TRY IT =>
Return all the entries exactly, keeping pictures out.

*** TASK MATERIAL Section Begins ***

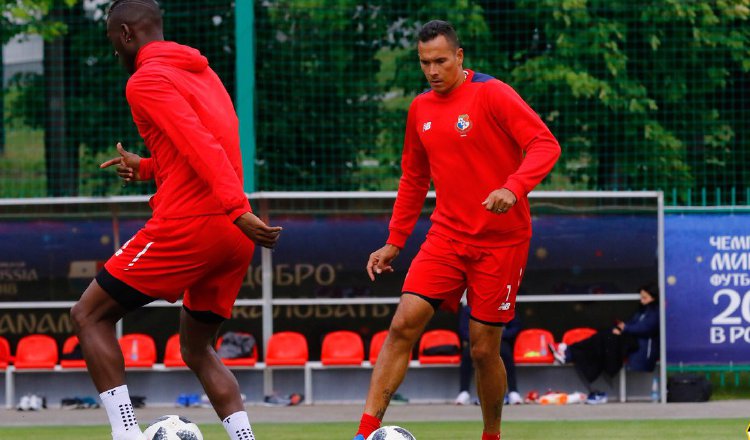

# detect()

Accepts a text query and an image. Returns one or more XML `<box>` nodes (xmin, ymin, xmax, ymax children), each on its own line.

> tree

<box><xmin>508</xmin><ymin>0</ymin><xmax>750</xmax><ymax>202</ymax></box>
<box><xmin>1</xmin><ymin>0</ymin><xmax>75</xmax><ymax>157</ymax></box>
<box><xmin>254</xmin><ymin>0</ymin><xmax>389</xmax><ymax>190</ymax></box>
<box><xmin>1</xmin><ymin>0</ymin><xmax>75</xmax><ymax>43</ymax></box>
<box><xmin>9</xmin><ymin>0</ymin><xmax>235</xmax><ymax>196</ymax></box>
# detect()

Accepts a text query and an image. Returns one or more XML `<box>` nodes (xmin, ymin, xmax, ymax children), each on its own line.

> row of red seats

<box><xmin>0</xmin><ymin>326</ymin><xmax>594</xmax><ymax>370</ymax></box>
<box><xmin>0</xmin><ymin>329</ymin><xmax>465</xmax><ymax>370</ymax></box>
<box><xmin>513</xmin><ymin>327</ymin><xmax>596</xmax><ymax>364</ymax></box>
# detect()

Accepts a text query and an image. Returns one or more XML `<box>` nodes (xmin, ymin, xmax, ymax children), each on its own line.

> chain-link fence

<box><xmin>2</xmin><ymin>0</ymin><xmax>749</xmax><ymax>205</ymax></box>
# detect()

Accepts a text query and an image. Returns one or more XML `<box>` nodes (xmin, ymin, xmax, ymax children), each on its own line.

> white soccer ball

<box><xmin>143</xmin><ymin>415</ymin><xmax>203</xmax><ymax>440</ymax></box>
<box><xmin>366</xmin><ymin>425</ymin><xmax>417</xmax><ymax>440</ymax></box>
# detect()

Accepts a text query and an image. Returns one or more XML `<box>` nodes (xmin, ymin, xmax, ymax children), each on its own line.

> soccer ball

<box><xmin>143</xmin><ymin>415</ymin><xmax>203</xmax><ymax>440</ymax></box>
<box><xmin>366</xmin><ymin>425</ymin><xmax>416</xmax><ymax>440</ymax></box>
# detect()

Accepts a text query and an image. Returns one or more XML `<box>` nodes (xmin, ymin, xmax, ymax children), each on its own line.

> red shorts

*** TASK MATERIAL Section Ends ***

SOLUTION =>
# detect()

Accepts a text query and an image. Returns one or more XML `<box>` nodes (xmin, ymin, xmax, ymax children), each on its own line.

> tree

<box><xmin>508</xmin><ymin>0</ymin><xmax>750</xmax><ymax>202</ymax></box>
<box><xmin>1</xmin><ymin>0</ymin><xmax>75</xmax><ymax>157</ymax></box>
<box><xmin>254</xmin><ymin>0</ymin><xmax>389</xmax><ymax>190</ymax></box>
<box><xmin>1</xmin><ymin>0</ymin><xmax>75</xmax><ymax>43</ymax></box>
<box><xmin>9</xmin><ymin>0</ymin><xmax>235</xmax><ymax>196</ymax></box>
# detect()

Accepts a text query and an image. Returns one or more XML `<box>` nodes (xmin, ymin, xmax, ymax children), each on its own line.

> row of red seats

<box><xmin>0</xmin><ymin>326</ymin><xmax>594</xmax><ymax>370</ymax></box>
<box><xmin>0</xmin><ymin>329</ymin><xmax>465</xmax><ymax>370</ymax></box>
<box><xmin>513</xmin><ymin>327</ymin><xmax>596</xmax><ymax>364</ymax></box>
# detect()

Accepts a text query and an image. Returns one or more XML `<box>` nodes (xmin, ymin, xmax, ymax children), each on its own line.

> chain-link fence

<box><xmin>2</xmin><ymin>0</ymin><xmax>749</xmax><ymax>205</ymax></box>
# detect()

Accepts a text query and an image. Returns one or more XML `<box>` nodes (xmin, ymin, xmax, ymax children), each on its own line.

> white soccer ball

<box><xmin>143</xmin><ymin>415</ymin><xmax>203</xmax><ymax>440</ymax></box>
<box><xmin>366</xmin><ymin>425</ymin><xmax>417</xmax><ymax>440</ymax></box>
# detect()

Accepts a text query and an image. Returns one or more XML `<box>` nodes (xmin, ymin, xmax, ymax children), each on its own line.

> soccer ball

<box><xmin>143</xmin><ymin>415</ymin><xmax>203</xmax><ymax>440</ymax></box>
<box><xmin>366</xmin><ymin>425</ymin><xmax>416</xmax><ymax>440</ymax></box>
# detect()

Accepts a text query and an image. Returns one or more XML `<box>` nodes (xmin, ymin, xmax, ymax children), each on its own line.

> red shorts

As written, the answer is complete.